**Required action**: Beginning with the line containing "point: woman wearing green visor" and ending with the last line of the entries below, copy each line exactly and nothing else.

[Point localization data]
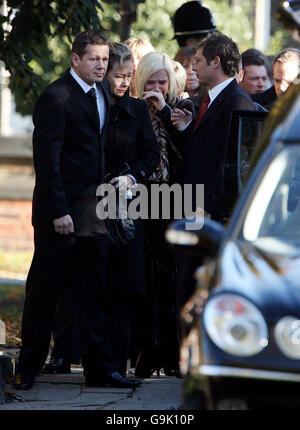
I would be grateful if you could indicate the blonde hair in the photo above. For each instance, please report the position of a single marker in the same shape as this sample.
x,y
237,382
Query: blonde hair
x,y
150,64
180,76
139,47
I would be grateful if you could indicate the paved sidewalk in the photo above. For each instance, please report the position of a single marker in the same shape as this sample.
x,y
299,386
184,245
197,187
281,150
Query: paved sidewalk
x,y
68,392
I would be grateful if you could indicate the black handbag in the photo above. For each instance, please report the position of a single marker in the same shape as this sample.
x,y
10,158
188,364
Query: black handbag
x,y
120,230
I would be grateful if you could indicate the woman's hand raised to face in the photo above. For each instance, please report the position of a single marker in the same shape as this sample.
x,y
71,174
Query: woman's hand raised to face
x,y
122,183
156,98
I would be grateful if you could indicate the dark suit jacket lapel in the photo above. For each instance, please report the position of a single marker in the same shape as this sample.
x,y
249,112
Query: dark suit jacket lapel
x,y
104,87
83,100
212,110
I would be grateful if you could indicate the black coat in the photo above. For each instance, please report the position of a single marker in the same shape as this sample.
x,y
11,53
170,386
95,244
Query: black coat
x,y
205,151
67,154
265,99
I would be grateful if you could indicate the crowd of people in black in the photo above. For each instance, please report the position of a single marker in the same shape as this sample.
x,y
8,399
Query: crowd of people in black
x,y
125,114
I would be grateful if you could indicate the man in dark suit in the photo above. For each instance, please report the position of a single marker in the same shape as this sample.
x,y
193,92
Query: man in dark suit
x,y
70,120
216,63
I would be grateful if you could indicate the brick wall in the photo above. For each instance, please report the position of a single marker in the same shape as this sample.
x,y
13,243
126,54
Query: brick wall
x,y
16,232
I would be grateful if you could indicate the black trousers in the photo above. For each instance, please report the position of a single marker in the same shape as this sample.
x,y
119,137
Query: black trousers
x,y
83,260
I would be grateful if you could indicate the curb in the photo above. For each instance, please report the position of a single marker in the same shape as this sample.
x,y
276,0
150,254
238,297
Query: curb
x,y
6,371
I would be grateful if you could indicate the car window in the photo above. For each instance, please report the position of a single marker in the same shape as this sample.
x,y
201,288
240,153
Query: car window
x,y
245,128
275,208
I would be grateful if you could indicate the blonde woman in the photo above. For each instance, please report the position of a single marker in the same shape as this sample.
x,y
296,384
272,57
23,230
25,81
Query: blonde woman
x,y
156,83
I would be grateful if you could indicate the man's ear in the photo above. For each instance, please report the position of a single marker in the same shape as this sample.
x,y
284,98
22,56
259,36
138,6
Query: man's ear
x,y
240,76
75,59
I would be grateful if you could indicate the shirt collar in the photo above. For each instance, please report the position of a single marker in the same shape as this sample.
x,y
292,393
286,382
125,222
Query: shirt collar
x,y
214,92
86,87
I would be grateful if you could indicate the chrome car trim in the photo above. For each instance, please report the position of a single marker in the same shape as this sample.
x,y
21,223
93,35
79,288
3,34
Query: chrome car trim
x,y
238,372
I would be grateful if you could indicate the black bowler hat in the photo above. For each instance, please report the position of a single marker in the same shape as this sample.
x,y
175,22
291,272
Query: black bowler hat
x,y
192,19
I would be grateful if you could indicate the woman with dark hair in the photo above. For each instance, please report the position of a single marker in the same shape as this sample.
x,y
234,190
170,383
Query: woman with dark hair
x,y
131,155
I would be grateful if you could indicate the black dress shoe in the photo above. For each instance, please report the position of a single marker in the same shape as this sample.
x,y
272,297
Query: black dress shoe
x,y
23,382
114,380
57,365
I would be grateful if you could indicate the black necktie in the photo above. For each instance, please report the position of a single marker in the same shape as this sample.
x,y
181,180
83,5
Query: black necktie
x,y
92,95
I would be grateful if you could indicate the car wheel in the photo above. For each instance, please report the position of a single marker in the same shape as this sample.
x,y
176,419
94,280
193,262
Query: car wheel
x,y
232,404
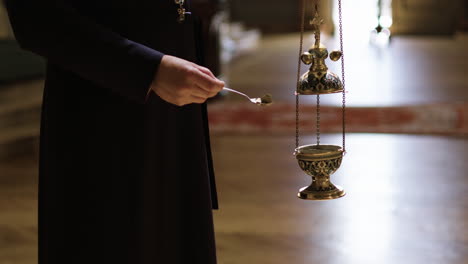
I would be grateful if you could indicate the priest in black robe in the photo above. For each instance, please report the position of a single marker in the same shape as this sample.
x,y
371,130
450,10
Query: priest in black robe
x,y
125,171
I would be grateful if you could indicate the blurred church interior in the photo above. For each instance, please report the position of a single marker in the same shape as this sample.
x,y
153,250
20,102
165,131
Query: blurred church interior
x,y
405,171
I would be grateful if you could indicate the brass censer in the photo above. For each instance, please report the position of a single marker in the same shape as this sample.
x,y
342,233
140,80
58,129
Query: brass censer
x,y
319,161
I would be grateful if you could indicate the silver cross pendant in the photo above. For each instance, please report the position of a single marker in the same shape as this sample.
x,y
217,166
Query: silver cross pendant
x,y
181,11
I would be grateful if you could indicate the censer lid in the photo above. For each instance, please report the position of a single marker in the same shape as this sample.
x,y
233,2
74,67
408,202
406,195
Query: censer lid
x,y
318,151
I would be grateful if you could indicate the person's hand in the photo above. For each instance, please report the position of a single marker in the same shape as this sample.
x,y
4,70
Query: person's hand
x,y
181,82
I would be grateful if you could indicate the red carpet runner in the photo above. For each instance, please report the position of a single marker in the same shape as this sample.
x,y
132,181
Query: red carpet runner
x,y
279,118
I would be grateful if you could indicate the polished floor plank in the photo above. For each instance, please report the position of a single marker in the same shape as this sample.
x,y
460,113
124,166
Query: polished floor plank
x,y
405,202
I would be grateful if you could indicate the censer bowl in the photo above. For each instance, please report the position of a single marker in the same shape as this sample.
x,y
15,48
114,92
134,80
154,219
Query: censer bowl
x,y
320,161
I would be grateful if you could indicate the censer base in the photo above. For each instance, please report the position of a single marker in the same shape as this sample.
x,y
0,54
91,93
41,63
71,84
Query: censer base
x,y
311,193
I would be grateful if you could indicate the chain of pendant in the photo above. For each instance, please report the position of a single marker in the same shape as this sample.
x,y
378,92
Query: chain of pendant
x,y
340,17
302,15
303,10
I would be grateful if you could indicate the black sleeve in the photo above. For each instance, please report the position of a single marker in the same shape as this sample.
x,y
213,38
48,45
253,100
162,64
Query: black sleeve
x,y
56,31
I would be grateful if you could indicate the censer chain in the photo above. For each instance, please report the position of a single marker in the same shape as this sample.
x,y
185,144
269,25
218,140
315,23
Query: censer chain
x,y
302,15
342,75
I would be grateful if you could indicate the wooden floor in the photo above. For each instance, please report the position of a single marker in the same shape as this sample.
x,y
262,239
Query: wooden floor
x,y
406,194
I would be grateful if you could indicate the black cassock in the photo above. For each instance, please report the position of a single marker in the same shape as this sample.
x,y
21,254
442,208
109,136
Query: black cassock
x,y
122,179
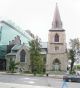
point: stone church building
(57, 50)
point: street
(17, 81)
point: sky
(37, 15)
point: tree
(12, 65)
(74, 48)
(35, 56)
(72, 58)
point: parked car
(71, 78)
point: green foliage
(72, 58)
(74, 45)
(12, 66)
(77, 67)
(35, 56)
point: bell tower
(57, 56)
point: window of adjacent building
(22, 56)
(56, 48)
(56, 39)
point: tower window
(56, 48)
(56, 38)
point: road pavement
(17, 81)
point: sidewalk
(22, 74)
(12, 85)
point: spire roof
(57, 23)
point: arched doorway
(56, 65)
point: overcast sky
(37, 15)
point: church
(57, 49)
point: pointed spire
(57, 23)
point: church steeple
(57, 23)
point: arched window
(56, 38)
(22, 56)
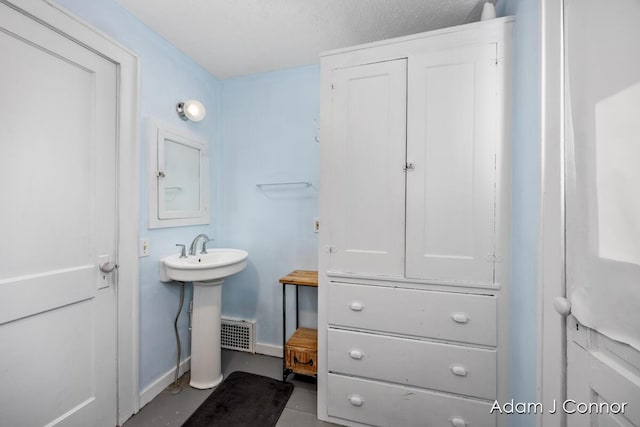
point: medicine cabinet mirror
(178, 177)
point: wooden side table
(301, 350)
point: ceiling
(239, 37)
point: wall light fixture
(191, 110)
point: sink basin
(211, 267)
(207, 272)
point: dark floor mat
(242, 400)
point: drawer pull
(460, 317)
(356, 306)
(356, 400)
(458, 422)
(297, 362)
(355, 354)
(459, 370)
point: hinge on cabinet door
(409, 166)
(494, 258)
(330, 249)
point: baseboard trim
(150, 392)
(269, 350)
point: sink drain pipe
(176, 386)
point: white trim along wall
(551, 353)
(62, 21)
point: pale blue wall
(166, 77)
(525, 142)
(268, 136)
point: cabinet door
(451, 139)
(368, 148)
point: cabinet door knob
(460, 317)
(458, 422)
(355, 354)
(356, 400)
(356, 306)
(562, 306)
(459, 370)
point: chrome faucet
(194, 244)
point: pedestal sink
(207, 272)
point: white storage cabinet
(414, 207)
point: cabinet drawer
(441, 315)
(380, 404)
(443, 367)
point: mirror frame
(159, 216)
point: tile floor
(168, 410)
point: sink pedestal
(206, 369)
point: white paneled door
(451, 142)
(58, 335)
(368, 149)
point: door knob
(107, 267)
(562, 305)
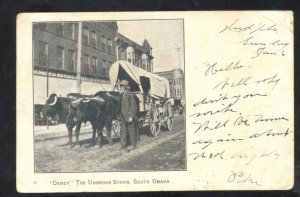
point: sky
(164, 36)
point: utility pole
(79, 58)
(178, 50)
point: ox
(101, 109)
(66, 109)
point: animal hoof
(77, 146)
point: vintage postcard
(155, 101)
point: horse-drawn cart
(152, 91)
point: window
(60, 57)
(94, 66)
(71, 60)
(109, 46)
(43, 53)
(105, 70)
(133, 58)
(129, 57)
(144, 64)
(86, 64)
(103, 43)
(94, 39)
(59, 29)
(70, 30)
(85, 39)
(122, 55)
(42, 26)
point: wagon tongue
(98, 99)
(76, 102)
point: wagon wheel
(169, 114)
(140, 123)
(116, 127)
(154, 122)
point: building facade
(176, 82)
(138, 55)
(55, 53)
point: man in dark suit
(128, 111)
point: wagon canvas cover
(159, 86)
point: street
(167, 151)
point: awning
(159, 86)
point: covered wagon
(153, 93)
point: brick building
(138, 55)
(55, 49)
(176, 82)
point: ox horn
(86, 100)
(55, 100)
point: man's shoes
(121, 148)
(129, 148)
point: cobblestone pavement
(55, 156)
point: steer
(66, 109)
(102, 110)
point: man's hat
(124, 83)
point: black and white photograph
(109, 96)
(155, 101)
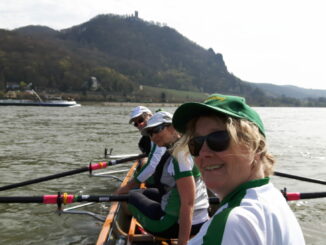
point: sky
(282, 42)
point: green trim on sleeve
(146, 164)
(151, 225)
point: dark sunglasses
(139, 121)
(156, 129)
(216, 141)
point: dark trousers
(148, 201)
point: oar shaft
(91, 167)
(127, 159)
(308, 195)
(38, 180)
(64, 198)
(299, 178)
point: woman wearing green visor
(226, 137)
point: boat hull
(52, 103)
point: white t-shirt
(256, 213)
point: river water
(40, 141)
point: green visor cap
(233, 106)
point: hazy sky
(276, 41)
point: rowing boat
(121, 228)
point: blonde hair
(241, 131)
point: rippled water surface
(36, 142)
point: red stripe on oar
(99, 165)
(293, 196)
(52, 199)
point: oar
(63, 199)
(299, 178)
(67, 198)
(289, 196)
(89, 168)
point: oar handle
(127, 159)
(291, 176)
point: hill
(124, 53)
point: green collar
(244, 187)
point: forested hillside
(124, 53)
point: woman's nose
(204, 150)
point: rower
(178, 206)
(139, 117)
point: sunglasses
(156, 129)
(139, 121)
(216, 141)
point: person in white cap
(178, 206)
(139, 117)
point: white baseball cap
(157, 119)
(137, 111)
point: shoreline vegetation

**Answer**:
point: woman wearing green visor
(226, 137)
point: boat hull
(52, 103)
point: white t-shirt
(256, 213)
point: river water
(40, 141)
point: green visor cap
(233, 106)
point: hazy sky
(276, 41)
point: rowing boat
(121, 228)
point: blonde hair
(241, 131)
point: rippled water surface
(36, 142)
point: red stripe on oar
(99, 165)
(293, 196)
(52, 199)
point: oar
(63, 199)
(299, 178)
(67, 198)
(289, 196)
(89, 168)
point: oar handle
(127, 159)
(291, 176)
point: hill
(124, 53)
point: green collar
(244, 187)
point: forested hillside
(124, 53)
point: woman's nose
(204, 150)
point: rower
(178, 206)
(139, 117)
point: sunglasses
(156, 129)
(139, 121)
(216, 141)
point: person in white cap
(178, 206)
(139, 117)
point: white baseball cap
(157, 119)
(137, 111)
point: shoreline vegetation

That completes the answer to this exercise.